──────── Excerpted text ────────
The national award stems from a research project the 20-year-old Lee produced for Dr. Elaine Perea’s Abnormal Psychology class in which he interviewed and videotaped a woman suffering from schizophrenia, as well as her mother and her daughter. The video, called Mind Over Mother: Schizophrenia vs. Motherhood, focuses on the challenges of being a single parent suffering with a mental illness and the toll it can take on the entire family.
In the video, Lee’s primary subject is a woman who worked for a telecommunications company for 27 years and, while she had often been in and out of therapy, she was not formally diagnosed with schizophrenia until later in her career. The video reflects on the insidious, gradual nature of some forms of schizophrenia and how its symptoms can eventually rob someone of their ability to function in society. It also highlights the hope that proper medication and treatment can bring to those suffering from mental illness.
────────
▶ [Task list]
(1) In the article about Lee's video, how long did the woman at the center of the video work for a telecommunications company?
(2) Repeat a section of the article about Lee's video word for word, beginning at the words "In the video, Lee’s" and stopping after "from mental illness.".
(3) Extend the article about Lee's video with the next part, picking up after its final sentence.
The records play no part in the work here.
──────── Given entries ────────
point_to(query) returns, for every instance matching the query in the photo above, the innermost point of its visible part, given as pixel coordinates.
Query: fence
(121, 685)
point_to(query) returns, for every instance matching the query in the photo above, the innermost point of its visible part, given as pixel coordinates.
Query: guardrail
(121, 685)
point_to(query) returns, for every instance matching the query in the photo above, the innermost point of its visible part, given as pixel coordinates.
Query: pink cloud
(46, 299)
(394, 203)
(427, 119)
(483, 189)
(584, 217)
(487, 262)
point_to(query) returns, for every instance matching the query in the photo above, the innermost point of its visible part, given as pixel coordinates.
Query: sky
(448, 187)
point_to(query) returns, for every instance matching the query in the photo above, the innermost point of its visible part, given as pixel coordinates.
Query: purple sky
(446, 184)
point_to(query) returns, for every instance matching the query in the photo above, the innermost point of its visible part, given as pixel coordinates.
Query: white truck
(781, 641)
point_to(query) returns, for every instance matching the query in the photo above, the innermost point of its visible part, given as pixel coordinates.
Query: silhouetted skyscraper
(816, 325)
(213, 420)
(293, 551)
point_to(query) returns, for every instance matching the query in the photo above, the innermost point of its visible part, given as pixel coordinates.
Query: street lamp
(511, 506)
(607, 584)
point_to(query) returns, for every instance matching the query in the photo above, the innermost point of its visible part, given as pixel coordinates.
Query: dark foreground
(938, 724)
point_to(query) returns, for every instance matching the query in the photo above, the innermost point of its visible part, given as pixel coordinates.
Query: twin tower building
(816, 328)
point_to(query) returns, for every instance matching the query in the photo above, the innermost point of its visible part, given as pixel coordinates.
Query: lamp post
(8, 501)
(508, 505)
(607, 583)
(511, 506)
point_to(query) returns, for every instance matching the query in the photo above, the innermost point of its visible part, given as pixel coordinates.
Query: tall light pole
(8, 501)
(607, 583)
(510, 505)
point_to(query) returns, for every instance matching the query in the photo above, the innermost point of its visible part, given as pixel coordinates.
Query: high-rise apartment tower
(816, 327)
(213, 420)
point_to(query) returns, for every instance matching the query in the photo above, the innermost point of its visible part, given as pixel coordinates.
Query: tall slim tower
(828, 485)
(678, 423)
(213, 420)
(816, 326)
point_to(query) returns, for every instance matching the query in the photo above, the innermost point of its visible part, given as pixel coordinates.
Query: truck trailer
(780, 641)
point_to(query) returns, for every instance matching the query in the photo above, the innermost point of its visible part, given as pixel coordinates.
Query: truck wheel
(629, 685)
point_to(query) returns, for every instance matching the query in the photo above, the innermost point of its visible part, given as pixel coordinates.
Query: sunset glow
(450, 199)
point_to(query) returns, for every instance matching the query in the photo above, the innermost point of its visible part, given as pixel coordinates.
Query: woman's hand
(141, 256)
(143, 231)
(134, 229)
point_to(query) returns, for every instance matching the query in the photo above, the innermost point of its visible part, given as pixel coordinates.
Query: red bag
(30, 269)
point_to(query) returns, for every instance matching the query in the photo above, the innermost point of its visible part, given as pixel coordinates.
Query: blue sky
────────
▶ [Results]
(1) She worked there for 27 years.

(2)
In the video, Lee’s primary subject is a woman who worked for a telecommunications company for 27 years and, while she had often been in and out of therapy, she was not formally diagnosed with schizophrenia until later in her career. The video reflects on the insidious, gradual nature of some forms of schizophrenia and how its symptoms can eventually rob someone of their ability to function in society. It also highlights the hope that proper medication and treatment can bring to those suffering from mental illness.

(3)
Lee said his interest in psychology goes back to when he was very young. “I always loved helping people and I like to teach myself new things,” he said. “Psychology is something that’s fun to me. It makes you think about yourself.”
He plans to attend the University of Central Florida upon earning his A.A. degree at Daytona State, hoping to ultimately earn “at least” a master’s degree in clinical psychology.
Dr. Perea sees great promise in Lee, and feels his future is as wide open as his ambition and desires.
“Michael is a talented young man and his interview and video went well beyond the expectations of the assignment,” she said. “I was delighted to see the enthusiasm and commitment that he displayed, not to mention his awareness of the course content. He was able to highlight important aspects of the interviewee’s illness while allowing the viewer to gain a sense of her humanness.”
Lee will be presented his award, along with a cash prize, on Aug. 4 at the APA’s annual convention in Orlando.